[Problem details] Set the data below into a numbered list, skipping any blank lines.
+-------+
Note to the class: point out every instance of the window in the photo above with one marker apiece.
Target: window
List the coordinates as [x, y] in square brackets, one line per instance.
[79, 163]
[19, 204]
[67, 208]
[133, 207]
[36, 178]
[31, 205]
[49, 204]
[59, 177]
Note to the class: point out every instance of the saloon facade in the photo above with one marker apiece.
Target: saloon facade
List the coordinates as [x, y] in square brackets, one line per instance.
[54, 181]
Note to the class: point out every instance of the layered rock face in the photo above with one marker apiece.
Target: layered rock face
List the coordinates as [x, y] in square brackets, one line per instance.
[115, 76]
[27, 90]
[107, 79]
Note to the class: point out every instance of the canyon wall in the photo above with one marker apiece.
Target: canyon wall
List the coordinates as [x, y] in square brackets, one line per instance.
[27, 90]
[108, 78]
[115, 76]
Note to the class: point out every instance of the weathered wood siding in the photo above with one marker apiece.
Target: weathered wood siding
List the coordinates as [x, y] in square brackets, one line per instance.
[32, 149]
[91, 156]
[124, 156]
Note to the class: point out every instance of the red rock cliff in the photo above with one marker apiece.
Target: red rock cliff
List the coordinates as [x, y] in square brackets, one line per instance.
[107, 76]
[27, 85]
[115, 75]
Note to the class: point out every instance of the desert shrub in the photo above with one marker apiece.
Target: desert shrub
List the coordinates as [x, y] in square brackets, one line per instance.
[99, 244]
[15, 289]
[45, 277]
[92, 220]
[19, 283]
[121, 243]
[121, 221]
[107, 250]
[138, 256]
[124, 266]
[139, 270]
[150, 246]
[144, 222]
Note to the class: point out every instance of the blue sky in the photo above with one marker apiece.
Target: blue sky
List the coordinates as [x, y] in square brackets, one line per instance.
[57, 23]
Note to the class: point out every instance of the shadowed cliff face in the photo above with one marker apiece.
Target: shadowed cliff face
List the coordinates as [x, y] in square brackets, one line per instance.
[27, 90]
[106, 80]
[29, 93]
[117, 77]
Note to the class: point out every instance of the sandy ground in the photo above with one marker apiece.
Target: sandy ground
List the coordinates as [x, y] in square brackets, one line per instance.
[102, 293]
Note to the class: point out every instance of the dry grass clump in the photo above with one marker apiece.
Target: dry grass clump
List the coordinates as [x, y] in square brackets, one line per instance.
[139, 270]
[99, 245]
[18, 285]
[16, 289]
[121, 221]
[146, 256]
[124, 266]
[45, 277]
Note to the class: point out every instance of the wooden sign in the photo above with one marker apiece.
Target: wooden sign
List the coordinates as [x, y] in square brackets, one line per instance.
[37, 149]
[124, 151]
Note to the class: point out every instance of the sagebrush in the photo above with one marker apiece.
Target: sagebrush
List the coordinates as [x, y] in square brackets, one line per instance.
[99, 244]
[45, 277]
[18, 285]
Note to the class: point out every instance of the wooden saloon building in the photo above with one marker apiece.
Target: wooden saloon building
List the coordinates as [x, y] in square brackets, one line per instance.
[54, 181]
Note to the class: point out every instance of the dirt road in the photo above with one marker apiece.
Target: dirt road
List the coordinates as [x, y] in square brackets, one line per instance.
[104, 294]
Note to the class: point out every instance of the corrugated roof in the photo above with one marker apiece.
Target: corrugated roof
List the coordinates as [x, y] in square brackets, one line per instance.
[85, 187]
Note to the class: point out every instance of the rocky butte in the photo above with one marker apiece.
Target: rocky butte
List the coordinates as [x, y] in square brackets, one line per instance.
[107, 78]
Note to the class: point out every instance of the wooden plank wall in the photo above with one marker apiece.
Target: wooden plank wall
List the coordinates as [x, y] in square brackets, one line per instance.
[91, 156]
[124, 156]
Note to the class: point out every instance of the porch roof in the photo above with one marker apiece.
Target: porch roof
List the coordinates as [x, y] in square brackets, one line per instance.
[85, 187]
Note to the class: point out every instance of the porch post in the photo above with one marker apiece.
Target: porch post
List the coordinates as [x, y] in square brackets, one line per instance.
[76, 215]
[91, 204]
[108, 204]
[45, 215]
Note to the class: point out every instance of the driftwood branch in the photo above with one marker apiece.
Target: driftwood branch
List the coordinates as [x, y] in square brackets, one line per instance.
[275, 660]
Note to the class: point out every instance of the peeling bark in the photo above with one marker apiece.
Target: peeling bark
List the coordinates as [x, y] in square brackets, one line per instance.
+-------+
[Result]
1. Note to the class: point out every instance of the window in the photo above with one marker apiece.
2. Target: window
3. List the coordinates as [x, y] in square brackets, one line per instance.
4. [79, 163]
5. [19, 204]
6. [67, 208]
7. [133, 207]
8. [36, 178]
9. [31, 205]
10. [49, 204]
11. [59, 177]
12. Note to the class: point out every instance of the saloon facade in the photo above with one marker apiece.
13. Target: saloon facade
14. List the coordinates as [x, y] in square brackets, one line per instance.
15. [54, 181]
16. Note to the class: point out every instance of the layered rock face in the photo above with one marker apiece.
17. Target: layered rock face
18. List the coordinates as [x, y] in square brackets, one line per instance.
19. [115, 76]
20. [27, 90]
21. [107, 79]
22. Note to the class: point out every instance of the canyon wall in the photo above with one marker apiece.
23. Target: canyon wall
24. List the coordinates as [x, y] in square brackets, one line per instance.
25. [27, 90]
26. [108, 78]
27. [115, 76]
28. Note to the class: point out every instance of the weathered wood siding in the photo above with one marker apiece.
29. Target: weathered wood siding
30. List the coordinates as [x, y] in square brackets, one line per instance.
31. [32, 149]
32. [91, 156]
33. [124, 156]
34. Note to the class: point out every instance of the red rock cliff in the photo above with one marker apiece.
35. Target: red rock cliff
36. List the coordinates as [x, y] in square brackets, one line per instance.
37. [107, 76]
38. [27, 85]
39. [115, 75]
40. Note to the class: point out every instance of the desert shrub in the photo above with one marker apiece.
41. Target: desert shrub
42. List the coordinates as [x, y] in square brackets, one line per instance.
43. [99, 244]
44. [15, 289]
45. [45, 277]
46. [92, 220]
47. [19, 283]
48. [121, 243]
49. [121, 221]
50. [107, 250]
51. [138, 256]
52. [124, 266]
53. [139, 270]
54. [150, 246]
55. [144, 222]
56. Note to the class: point out every instance of the blue sky in the photo above with one marker apiece.
57. Target: blue sky
58. List the coordinates as [x, y] in square brackets, one line per instance.
59. [57, 23]
60. Note to the class: point out every instance of the shadowed cliff face in the photo above with one marker apiece.
61. Target: shadowed cliff face
62. List the coordinates as [x, y] in square brackets, one line per instance.
63. [27, 90]
64. [106, 80]
65. [29, 93]
66. [117, 77]
67. Note to the class: point out every instance of the sandy ground in the photo above with one marker apiece.
68. Target: sandy ground
69. List the coordinates as [x, y] in square brackets, one line per instance.
70. [102, 293]
71. Note to the class: point out every instance of the dry grass clump in the photo above with one marker apiece.
72. Target: dry grass clump
73. List the coordinates as [x, y] in square brackets, one line per instance.
74. [139, 270]
75. [99, 245]
76. [18, 285]
77. [16, 289]
78. [121, 221]
79. [146, 256]
80. [124, 266]
81. [45, 277]
82. Note to the class: point out every instance of the wooden sign in the photo above with one marker apiece.
83. Target: wooden sign
84. List the coordinates as [x, y] in square brackets, one line per instance.
85. [37, 149]
86. [124, 151]
87. Note to the class: point out every instance of the sagebrush in the photo above with one marker apiece.
88. Target: sagebrush
89. List the coordinates as [x, y] in square brackets, one line per instance.
90. [99, 244]
91. [45, 277]
92. [18, 285]
93. Note to the class: point out every instance of the wooden saloon building in the photo above with one marker apiece.
94. Target: wooden saloon building
95. List the coordinates as [x, y] in square brackets, one line per instance.
96. [54, 181]
97. Note to the class: point out every instance of the dirt road in the photo above with one marker apiece.
98. Target: dirt road
99. List the coordinates as [x, y] in square brackets, one line per instance.
100. [104, 294]
101. Note to the class: point out every instance of the corrugated roof in the photo above with one marker apiece.
102. Target: corrugated roof
103. List the coordinates as [x, y] in square brackets, one line per instance.
104. [85, 187]
105. Note to the class: point out every instance of the rocky butte in the photo above with one marker apiece.
106. Target: rocky butte
107. List the coordinates as [x, y] in square brackets, one line per instance.
108. [107, 78]
109. Note to the class: point out every instance of the wooden plank wall in the photo above with one marker apiece.
110. Target: wooden plank wall
111. List the coordinates as [x, y] in square brackets, one line per instance.
112. [91, 156]
113. [124, 156]
114. Note to the class: point out every instance of the porch roof in the photo above with one marker apiece.
115. Target: porch roof
116. List the coordinates as [x, y] in square brackets, one line per instance.
117. [85, 187]
118. Note to the class: point out every instance of the porch post in the photo above with one marker apiece.
119. Target: porch post
120. List the coordinates as [x, y] in square brackets, one line per instance.
121. [76, 215]
122. [91, 204]
123. [108, 204]
124. [45, 215]
125. Note to the class: point out every instance of the driftwood branch in the photo above with one marker apiece.
126. Target: driftwood branch
127. List the coordinates as [x, y] in square brackets, one line per instance.
128. [275, 660]
129. Note to the class: point out every instance of the peeling bark in the photo above with one marker apiece.
130. Target: peeling bark
131. List the coordinates as [x, y] in square brackets, one line per instance.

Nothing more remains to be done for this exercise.